### [Texto dado]
---

Todos os elementos do instrumento sísmico, filtro, amplificador e ADC, são circuitos eletrónicos que pela sua própria natureza e pelo facto de trabalharem a temperatura acima do zero absoluto, introduzem ruído no sistema de aquisição.


O ruído instrumental induzido pelo sismómetro é, em geral, consideravelmente inferior ao ruído sísmico. No entanto, a utilização de outros equipamentos eletrónicos, como amplificadores, sistemas de comunicação ou outros equipamentos por onde os sinais são processados poderão induzir níveis consideráveis de ruído.

Ruído sísmico

O ruído sísmico possui como fonte fatores externos ao sistema de deteção, podendo ter expressão suficiente para sobrepor-se aos sinais sísmicos. As fontes de ruído são diversas e apresentam frequências distintas, conforme a fonte das mesmas.
A parte de baixa frequência do espectro (abaixo de 1 Hz) deve-se essencialmente a causas naturais, principalmente às ondas do mar. Os processos oceânicos são a fonte de ruído com maior dispersão global. Este tipo de ruído, que resulta do acoplamento de energia entre os oceanos e a Terra sólida, é conhecido por ruído microssísmico (oceanic microseism). Este ruído é composto por dois tipos de vibrações fundamentalmente diferentes, o ruído microssísmico primário e o ruído microssísmico secundário. Processos atmosféricos responsáveis por variações da pressão atmosférica, também geram ruído de longo período (baixas frequências).
O ruído microssísmico primário exibe períodos entre 8 a 20 s (cerca de 0,05 a 0,12 Hz), idêntico ao período da ondulação oceânica, e é gerado nas zonas costeiras devido à conversão da energia das ondas em energia sísmica, fruto da interação das ondas com a costa e pelas variações de pressão vertical causada pelas ondas em águas pouco profundas. Como a amplitude das ondas oceânicas decai significativamente com a profundidade, este mecanismo só é eficiente em zonas de mar pouco profundo, como em regiões costeiras.

---

### [Dados fornecidos]
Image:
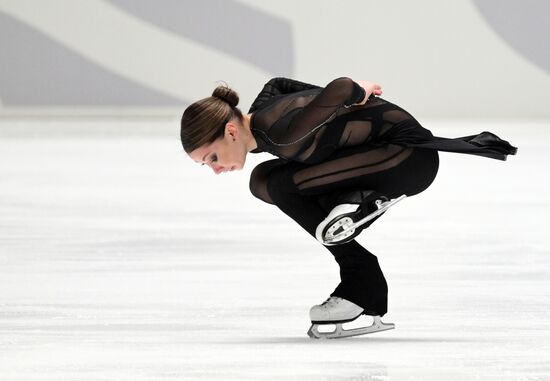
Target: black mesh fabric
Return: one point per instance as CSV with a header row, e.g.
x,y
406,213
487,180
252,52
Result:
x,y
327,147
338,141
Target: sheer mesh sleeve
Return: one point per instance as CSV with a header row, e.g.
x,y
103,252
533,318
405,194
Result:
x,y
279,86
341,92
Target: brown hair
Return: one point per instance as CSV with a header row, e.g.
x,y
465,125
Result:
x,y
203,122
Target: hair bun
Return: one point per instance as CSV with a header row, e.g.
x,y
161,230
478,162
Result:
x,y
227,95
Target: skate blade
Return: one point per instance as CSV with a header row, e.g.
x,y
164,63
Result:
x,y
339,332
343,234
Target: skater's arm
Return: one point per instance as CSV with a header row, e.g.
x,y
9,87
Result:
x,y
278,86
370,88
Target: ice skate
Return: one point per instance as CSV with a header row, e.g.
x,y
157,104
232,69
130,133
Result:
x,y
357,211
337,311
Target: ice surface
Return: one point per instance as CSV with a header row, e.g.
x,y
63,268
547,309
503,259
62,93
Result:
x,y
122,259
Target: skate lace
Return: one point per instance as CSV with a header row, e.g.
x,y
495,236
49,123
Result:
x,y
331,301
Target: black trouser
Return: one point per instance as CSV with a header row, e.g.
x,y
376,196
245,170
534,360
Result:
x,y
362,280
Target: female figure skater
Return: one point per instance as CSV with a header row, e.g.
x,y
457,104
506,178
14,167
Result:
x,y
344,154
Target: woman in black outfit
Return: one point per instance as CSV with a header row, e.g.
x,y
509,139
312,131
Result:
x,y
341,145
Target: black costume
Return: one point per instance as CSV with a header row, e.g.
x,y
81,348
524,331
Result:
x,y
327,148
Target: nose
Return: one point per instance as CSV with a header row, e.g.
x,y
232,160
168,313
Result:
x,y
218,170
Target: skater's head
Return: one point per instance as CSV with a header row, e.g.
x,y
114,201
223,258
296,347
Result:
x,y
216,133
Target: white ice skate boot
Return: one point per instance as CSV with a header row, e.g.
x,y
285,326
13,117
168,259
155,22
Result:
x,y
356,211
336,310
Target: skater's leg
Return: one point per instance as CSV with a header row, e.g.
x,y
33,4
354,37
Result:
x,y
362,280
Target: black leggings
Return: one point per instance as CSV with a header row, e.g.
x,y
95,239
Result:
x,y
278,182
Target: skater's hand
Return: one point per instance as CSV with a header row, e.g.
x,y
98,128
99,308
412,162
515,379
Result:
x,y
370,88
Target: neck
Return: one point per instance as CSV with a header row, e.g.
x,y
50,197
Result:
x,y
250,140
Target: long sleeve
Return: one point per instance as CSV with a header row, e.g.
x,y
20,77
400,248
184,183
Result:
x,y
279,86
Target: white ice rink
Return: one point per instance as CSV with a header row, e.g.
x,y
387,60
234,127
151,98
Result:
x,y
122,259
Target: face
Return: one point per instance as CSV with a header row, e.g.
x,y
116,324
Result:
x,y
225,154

---

### [Tarefa proposta 1]
Volte a escrever, sem qualquer alteração, as linhas dos dados desde a que contém "Target: skate lace" até à última, ambas incluídas.
### [Tarefa proposta 2]
Consegue continuar o texto sobre o ruído sísmico a partir do ponto em que termina?

### [Resultado 1]
Target: skate lace
Return: one point per instance as CSV with a header row, e.g.
x,y
495,236
49,123
Result:
x,y
331,301
Target: black trouser
Return: one point per instance as CSV with a header row, e.g.
x,y
376,196
245,170
534,360
Result:
x,y
362,280
Target: female figure skater
Return: one point per instance as CSV with a header row, e.g.
x,y
457,104
506,178
14,167
Result:
x,y
344,154
Target: woman in black outfit
Return: one point per instance as CSV with a header row, e.g.
x,y
509,139
312,131
Result:
x,y
341,145
Target: black costume
Return: one point per instance as CSV with a header row, e.g.
x,y
81,348
524,331
Result:
x,y
327,148
Target: nose
Return: one point per instance as CSV with a header row, e.g.
x,y
232,160
168,313
Result:
x,y
218,170
Target: skater's head
Return: one point per instance as CSV with a header row, e.g.
x,y
114,201
223,258
296,347
Result:
x,y
216,133
Target: white ice skate boot
Return: one point per instance as CSV with a header row, e.g.
x,y
285,326
13,117
168,259
155,22
Result:
x,y
356,211
336,310
Target: skater's leg
Return: one point per instance as CSV with a header row, e.g.
x,y
33,4
354,37
Result:
x,y
362,280
Target: black leggings
Return: one point per instance as CSV with a header row, e.g.
x,y
95,239
Result:
x,y
278,182
Target: skater's hand
Return: one point per instance as CSV with a header row, e.g.
x,y
98,128
99,308
412,162
515,379
Result:
x,y
370,88
Target: neck
Return: one point per instance as CSV with a header row, e.g.
x,y
50,197
Result:
x,y
250,140
Target: long sleeve
Return: one point per instance as CSV with a header row, e.g.
x,y
20,77
400,248
184,183
Result:
x,y
279,86
Target: white ice rink
Return: one point per instance as CSV with a header row, e.g.
x,y
387,60
234,127
151,98
Result:
x,y
122,259
Target: face
Return: one point per instance as CSV with a header row, e.g.
x,y
116,324
Result:
x,y
225,154

### [Resultado 2]
O ruído microssísmico secundário, também conhecido como ruído de frequência dupla (dado o seu pico ocorrer sensivelmente com o dobro da frequência do ruído primário), ocorre com períodos entre 4 a 10 s (cerca de 0,1 a 0,3 Hz), metade do período da ondulação oceânica. este ruído resulta da interação das ondas oceânicas com frequências iguais, que colidem ao se propagam em direções opostas. Desta interferência resultam ondas estacionárias com um período que é metade do período das ondas originais. Este ruído microssísmico é produzido de forma eficiente em três situações diferentes: 1) em tempestades oceânicas que avançam rapidamente, quando a perturbação atmosférica avança mais rapidamente do que a ondulação oceânica, gerando nova ondulação que interfere com a ondulação gerada mais atrás; 2) em regiões costeiras, quando a ondulação refletida na costa colide com a ondulação que se aproxima da costa; 3) quando ondulações geradas em regiões diferentes, por tempestades diferentes, mas de períodos idênticos, se encontram. Este tipo de ruído é, portanto, mais acentuado aquando da existência de tempestades oceânicas. As estações sísmicas situadas na proximidade da costa sofrem um grande aumento de ruído durante tais condições. A monitorização contínua deste ruído permite a monitorização e o mapeamento 4D (espacialmente e ao longo do tempo) da estrutura da Terra. A medição das pequenas variações nas propriedades mecânicas da Terra ao longo do tempo possibilita a deteção de alterações associadas a processos de deformação em falhas, a monitorização de sistemas de exploração geológica e o acompanhamento da evolução dos sistemas magmáticos em vulcões.
O ruído sísmico de maior frequência (acima de 1 Hz) é produzido principalmente por atividades humanas, como tráfego rodoviário e trabalho industrial, mas também por fontes naturais, incluindo rios, o vento e outros fenómenos atmosféricos.
O ruído sísmico antropogénico refere-se a todo o ruído gerado por atividades humanas que transmitem vibrações ao solo. Este tipo de ruído, também conhecido por ruído cultural, é caracterizado pelo domínio de frequências elevadas (a partir dos 2 Hz). As fontes deste tipo de ruído incluem tráfego rodoviário, maquinaria pesada, centrais de produção e transformação elétrica, entre outros. Dado que este tipo de atividades está associado a uma rotina humana diária, muitas destas fontes de ruído possuem maior amplitude durante o período diurno, chegando este tipo de ruído a cessar por completo durante a noite e os fins de semana.
Existem também processos naturais responsáveis pela produção de ruído de curto período (frequências elevadas). O vento gera ruído devido à vibração que ocorre quando este embate em estruturas presentes no terreno. Este ruído pode apresentar uma grande gama de frequências (entre 0,5 e 60 Hz), dependo da forma e dimensão do objeto atingido.
Ruído sísmico em fundo num registo de um terramoto. Para o estudo dos microssismos é necessário isolar o sinal de outras fontes sísmicas, como os terramotos.

(Fonte: Earthmagazine)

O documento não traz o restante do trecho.